== TASK OBJECTIVE ==
Which of the lines in the data below contain the string "instruction"? Copy each of them.

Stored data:

▼

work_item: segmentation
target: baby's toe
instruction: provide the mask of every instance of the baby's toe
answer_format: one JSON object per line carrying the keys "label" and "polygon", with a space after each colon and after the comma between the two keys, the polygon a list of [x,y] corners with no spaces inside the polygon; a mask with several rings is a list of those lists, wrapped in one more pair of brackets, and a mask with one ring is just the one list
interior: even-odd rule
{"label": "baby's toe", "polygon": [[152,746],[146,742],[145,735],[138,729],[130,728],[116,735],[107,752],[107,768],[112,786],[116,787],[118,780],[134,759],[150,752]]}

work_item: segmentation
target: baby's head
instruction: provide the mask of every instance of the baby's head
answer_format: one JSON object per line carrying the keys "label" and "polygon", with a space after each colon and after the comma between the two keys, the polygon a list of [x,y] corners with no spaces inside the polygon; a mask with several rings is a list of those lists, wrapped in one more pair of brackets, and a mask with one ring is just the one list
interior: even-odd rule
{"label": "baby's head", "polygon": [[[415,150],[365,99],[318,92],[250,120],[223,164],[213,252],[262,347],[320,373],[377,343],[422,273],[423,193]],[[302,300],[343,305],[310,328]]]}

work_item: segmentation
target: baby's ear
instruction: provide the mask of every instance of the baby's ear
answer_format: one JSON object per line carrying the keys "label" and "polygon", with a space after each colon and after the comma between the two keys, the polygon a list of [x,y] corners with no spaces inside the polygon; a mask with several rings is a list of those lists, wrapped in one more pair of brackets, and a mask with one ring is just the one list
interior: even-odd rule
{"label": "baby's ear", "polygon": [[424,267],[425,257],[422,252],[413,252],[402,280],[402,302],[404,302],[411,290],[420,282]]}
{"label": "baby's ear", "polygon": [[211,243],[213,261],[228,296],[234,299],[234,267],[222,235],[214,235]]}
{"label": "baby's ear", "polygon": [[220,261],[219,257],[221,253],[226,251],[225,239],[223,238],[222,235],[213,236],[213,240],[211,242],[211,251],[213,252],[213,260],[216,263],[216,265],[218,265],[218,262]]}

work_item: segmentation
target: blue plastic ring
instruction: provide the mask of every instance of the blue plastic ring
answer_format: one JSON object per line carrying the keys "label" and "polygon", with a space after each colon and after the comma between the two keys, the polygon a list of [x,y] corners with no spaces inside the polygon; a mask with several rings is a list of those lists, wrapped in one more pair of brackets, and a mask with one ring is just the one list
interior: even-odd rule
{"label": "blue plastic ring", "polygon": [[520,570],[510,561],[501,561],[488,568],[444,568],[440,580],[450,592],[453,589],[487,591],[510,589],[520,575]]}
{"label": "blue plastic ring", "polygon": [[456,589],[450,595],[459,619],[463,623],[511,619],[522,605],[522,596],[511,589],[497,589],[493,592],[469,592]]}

▲

== SOLUTION BELOW ==
instruction: provide the mask of every instance of the baby's toe
instruction: provide the mask of every instance of the baby's head
instruction: provide the mask of every instance of the baby's ear
instruction: provide the mask of every instance of the blue plastic ring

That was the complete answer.